Aufgabe 1 ▸ Zähle die Zeilen der Einträge, in denen die Zeichenfolge „handshake“ vorkommt. Gib ausschließlich die Zahl an.

Befehl

des Chefs der Besatzung der

Stadt Berlin
Nr. 1

28. April 1945 Stadt Berlin

 

05/2020

trend
onlinezeitung

Heute bin ich zum Chef der Besatzung und zum Stadtkommandanten von Berlin ernannt worden.

Die gesamte administrative und politische Macht geht laut Bevollmächtigung des Kommandos der Roten Armee in meine Hände über.

In jedem Stadtbezirk werden gemäß der früher existierenden administrativen Einteilung militärische Bezirks- und Revierkommandanturen eingesetzt.

Ich befehle:

1) Die Bevölkerung der Stadt hat volle Ordnung zu bewahren und an ihren Wohnsitzen zu verbleiben.

[Ein Datenblock]
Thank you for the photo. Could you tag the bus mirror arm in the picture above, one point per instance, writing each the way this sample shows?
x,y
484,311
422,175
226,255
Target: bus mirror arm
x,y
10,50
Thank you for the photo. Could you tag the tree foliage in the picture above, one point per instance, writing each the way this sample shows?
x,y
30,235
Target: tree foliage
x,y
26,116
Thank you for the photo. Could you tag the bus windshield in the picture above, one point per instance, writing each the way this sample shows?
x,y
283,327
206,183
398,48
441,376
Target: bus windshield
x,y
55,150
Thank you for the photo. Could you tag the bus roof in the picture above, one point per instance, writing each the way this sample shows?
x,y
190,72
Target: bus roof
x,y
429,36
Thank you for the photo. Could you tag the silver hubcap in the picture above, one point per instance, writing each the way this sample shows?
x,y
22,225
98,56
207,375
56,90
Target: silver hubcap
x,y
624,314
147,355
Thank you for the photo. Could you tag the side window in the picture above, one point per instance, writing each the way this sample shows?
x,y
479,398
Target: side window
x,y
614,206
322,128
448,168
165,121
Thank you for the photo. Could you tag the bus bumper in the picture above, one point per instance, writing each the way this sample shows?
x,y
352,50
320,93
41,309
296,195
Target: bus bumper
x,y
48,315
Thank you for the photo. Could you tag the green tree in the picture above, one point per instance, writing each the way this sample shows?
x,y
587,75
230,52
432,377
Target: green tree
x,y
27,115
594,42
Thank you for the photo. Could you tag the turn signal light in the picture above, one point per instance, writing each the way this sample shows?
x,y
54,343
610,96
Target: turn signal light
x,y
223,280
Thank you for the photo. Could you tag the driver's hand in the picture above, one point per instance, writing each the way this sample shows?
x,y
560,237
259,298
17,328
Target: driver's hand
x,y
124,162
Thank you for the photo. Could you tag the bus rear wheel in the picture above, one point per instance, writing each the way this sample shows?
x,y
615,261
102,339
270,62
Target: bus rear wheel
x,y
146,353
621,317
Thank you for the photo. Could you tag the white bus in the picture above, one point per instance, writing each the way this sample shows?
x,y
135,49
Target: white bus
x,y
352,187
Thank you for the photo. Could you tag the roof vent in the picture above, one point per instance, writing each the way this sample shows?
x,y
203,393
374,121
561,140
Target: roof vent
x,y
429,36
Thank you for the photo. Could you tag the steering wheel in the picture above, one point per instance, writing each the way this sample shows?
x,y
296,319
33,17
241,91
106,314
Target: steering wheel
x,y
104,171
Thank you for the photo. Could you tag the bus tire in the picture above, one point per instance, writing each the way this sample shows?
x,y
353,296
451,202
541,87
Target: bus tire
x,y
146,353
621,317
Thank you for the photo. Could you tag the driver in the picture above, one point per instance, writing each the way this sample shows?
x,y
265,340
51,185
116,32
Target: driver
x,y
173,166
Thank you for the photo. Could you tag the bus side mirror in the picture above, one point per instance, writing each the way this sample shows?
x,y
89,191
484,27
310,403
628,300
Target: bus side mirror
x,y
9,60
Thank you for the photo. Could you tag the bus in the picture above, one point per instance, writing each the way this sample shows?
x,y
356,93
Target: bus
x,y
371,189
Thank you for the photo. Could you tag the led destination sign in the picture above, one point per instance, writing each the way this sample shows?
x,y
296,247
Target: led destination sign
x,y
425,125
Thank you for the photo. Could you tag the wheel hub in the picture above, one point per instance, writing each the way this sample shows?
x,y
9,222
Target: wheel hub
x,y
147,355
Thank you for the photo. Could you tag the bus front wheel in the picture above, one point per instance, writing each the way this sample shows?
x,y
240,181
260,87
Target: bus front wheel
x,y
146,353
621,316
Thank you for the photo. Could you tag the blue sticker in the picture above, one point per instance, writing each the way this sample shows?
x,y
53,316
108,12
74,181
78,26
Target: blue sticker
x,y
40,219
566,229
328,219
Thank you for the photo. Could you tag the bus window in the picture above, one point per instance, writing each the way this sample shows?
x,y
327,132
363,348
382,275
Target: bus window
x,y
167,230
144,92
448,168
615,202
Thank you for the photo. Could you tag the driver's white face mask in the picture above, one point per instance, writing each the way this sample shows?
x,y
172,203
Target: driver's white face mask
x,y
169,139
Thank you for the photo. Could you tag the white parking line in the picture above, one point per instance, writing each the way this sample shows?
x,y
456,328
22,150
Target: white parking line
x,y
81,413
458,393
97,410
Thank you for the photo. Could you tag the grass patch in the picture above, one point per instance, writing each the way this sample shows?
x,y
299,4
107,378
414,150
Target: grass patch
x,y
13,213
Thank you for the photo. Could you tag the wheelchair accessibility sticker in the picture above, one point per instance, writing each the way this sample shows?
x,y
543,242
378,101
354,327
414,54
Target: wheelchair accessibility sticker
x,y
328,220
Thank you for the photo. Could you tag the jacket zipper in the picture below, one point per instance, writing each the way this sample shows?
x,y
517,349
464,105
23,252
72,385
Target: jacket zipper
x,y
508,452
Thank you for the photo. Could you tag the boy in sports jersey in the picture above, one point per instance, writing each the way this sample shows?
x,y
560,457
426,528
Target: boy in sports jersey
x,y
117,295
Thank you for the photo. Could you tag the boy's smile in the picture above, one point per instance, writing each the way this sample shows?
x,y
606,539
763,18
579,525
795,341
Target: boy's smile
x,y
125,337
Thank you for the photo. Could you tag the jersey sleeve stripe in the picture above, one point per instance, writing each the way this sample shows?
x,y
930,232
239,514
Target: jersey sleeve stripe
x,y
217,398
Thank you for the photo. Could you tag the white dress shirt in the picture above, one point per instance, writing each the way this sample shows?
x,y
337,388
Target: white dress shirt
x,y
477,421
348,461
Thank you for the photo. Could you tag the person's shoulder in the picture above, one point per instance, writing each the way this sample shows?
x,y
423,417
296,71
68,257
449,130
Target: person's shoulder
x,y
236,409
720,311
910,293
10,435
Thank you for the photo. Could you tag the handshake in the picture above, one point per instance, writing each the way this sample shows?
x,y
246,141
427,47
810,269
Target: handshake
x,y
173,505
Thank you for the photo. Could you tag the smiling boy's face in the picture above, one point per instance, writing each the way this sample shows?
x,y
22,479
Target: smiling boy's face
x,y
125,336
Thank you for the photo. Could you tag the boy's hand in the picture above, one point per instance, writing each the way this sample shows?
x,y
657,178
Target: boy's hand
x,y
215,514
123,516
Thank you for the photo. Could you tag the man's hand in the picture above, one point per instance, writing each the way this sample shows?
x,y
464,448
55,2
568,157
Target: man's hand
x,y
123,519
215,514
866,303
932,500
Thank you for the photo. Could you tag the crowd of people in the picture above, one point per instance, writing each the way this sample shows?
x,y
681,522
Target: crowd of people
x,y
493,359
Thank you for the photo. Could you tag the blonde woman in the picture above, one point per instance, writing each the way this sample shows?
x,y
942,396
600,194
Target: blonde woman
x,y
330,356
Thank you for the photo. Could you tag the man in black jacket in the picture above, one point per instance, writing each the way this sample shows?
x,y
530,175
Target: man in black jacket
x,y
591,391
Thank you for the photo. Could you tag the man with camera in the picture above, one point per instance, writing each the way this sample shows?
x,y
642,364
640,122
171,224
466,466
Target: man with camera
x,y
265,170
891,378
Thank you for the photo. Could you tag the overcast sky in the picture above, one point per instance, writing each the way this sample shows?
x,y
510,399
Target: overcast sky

Aufgabe 2 ▸ Liste alle Ämter und militärischen Stellen auf, die der Befehl nennt.

Lösung 1 ▸ 2

Lösung 2 ▸
- Chef der Besatzung der Stadt Berlin
- Stadtkommandant von Berlin
- Kommando der Roten Armee
- militärische Bezirkskommandanturen
- militärische Revierkommandanturen